• _Exercise directions_
Working from the line that contains "point: pointing index finger" down to the last line below, repeat each line exactly.

** Opening Data block **

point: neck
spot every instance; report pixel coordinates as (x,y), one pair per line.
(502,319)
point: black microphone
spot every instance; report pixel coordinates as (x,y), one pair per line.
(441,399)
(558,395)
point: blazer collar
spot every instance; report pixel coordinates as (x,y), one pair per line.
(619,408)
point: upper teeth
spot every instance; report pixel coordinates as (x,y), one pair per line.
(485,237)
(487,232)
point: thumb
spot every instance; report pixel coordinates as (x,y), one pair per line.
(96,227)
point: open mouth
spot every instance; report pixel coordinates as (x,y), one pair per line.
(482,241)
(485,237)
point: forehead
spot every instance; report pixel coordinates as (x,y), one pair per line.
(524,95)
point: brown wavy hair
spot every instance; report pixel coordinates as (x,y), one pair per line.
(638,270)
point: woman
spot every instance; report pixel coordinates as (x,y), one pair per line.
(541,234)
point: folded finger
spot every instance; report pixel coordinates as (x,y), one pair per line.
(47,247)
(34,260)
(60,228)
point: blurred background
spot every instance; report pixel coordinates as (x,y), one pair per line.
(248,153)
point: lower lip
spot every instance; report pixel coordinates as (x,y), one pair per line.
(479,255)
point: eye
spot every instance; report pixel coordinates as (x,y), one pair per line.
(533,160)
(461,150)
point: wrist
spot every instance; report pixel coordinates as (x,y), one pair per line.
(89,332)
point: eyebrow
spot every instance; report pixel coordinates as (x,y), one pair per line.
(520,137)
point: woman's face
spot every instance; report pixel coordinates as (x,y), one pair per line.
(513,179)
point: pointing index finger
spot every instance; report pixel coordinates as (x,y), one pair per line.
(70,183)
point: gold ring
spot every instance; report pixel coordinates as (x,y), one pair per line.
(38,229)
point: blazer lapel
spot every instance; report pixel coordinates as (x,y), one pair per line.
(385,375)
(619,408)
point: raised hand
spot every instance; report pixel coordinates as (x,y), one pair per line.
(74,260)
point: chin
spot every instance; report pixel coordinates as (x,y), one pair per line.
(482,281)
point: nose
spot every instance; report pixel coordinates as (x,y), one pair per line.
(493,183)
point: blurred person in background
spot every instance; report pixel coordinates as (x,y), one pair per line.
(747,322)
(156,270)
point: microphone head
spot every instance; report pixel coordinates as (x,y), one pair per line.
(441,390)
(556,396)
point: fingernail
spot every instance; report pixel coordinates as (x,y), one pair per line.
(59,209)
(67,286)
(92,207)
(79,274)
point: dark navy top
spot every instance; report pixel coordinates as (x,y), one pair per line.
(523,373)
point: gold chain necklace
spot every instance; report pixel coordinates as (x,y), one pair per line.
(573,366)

** Closing Data block **

• _Answer to the problem_
point: pointing index finger
spot every instance; report pixel coordinates as (x,y), one pair per line.
(70,183)
point: gold ring
spot every instance; report pixel coordinates as (x,y), one pair per line.
(38,229)
point: blazer lapel
spot every instance; report pixel coordinates as (x,y), one pair per line.
(385,375)
(619,408)
point: raised hand
spot every instance; report pixel coordinates as (x,y), one pair per line.
(74,260)
point: chin
spot every instance; report pixel coordinates as (x,y), one pair per line.
(482,281)
point: nose
spot every instance; report pixel coordinates as (x,y), one pair per line.
(493,183)
point: blurred person in background
spot every instance; report pixel coordinates as (x,y), one pair per line.
(747,322)
(156,270)
point: microphone head
spot every instance; report pixel coordinates as (x,y), one pair per line.
(441,390)
(556,396)
point: fingernail
spot every instance; report pixel coordinates as (x,y), one pair per line.
(59,209)
(67,286)
(92,207)
(79,274)
point: dark navy top
spot every instance; report pixel coordinates as (x,y), one pair per line.
(523,373)
point: gold chain necklace
spot every instance; report pixel coordinates as (x,y), one pair per line.
(573,366)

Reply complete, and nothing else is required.